## Exercise requirements
1. In the forum thread, what does the reply say map and filter became after list comprehensions were introduced?
2. Reproduce the forum thread word for word, everything from "map and filter" down to "a_list if a_callable(i)])".
3. Check each statement against the forum thread and answer yes or no, quoting the words that decide it.
(a) The proposed count() would avoid building an intermediate list.
(b) The reply says map and filter are still needed alongside list comprehensions.
(c) The original poster says this is a first post.

## Extracted text
I'm wondering if it is useful to extend the count() method of a list
to accept a callable object? What it does should be quite intuitive:
count the number of items that the callable returns True or anything
logically equivalent (non-empty sequence, non-zero number, etc).

This would return the same result as len(filter(a_callable, a_list)),
but without constructing an intermediate list which is thrown away
after len() is done.

This would also be equivalent to
n = 0
for i in a_list:
if a_callable(i): n += 1
but with much shorter and easier-to-read code. It would also run
faster.

This is my first post and please bear with me if I'm not posting it in
the right way.

Regards,
Ping

Dustan

unread,

Jun 14, 2007, 4:37:59 PM6/14/07

to

On Jun 14, 2:53 pm, Ping <ping.nsr....@gmail.com> wrote:
> Hi,
>
> I'm wondering if it is useful to extend the count() method of a list
> to accept a callable object? What it does should be quite intuitive:
> count the number of items that the callable returns True or anything
> logically equivalent (non-empty sequence, non-zero number, etc).
>
> This would return the same result as len(filter(a_callable, a_list)),

map and filter are basically obsolete after the introduction of list
comprehensions; your expression is equivalent to:
len([i for i in a_list if a_callable(i)])

## Data segment
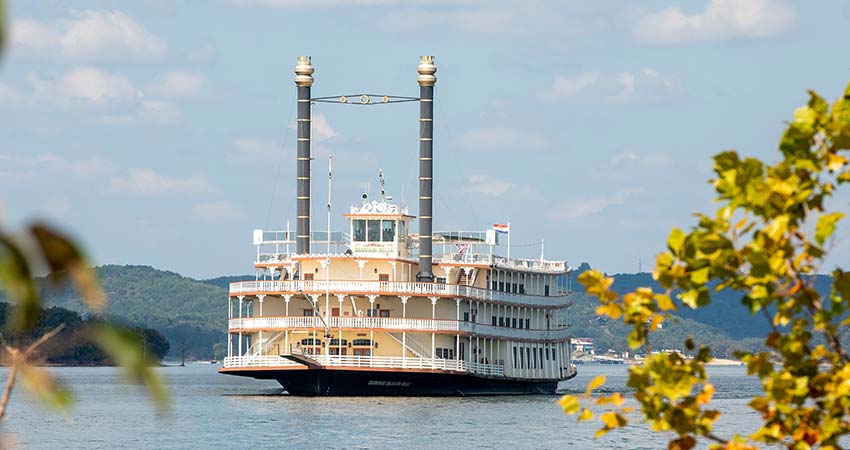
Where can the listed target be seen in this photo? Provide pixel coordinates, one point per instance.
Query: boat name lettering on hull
(389, 383)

## The answers
1. Basically obsolete.

2.
map and filter are basically obsolete after the introduction of list
comprehensions; your expression is equivalent to:
len([i for i in a_list if a_callable(i)])

3.
(a) Yes: "but without constructing an intermediate list which is thrown away after len() is done."
(b) No: "map and filter are basically obsolete after the introduction of list comprehensions"
(c) Yes: "This is my first post"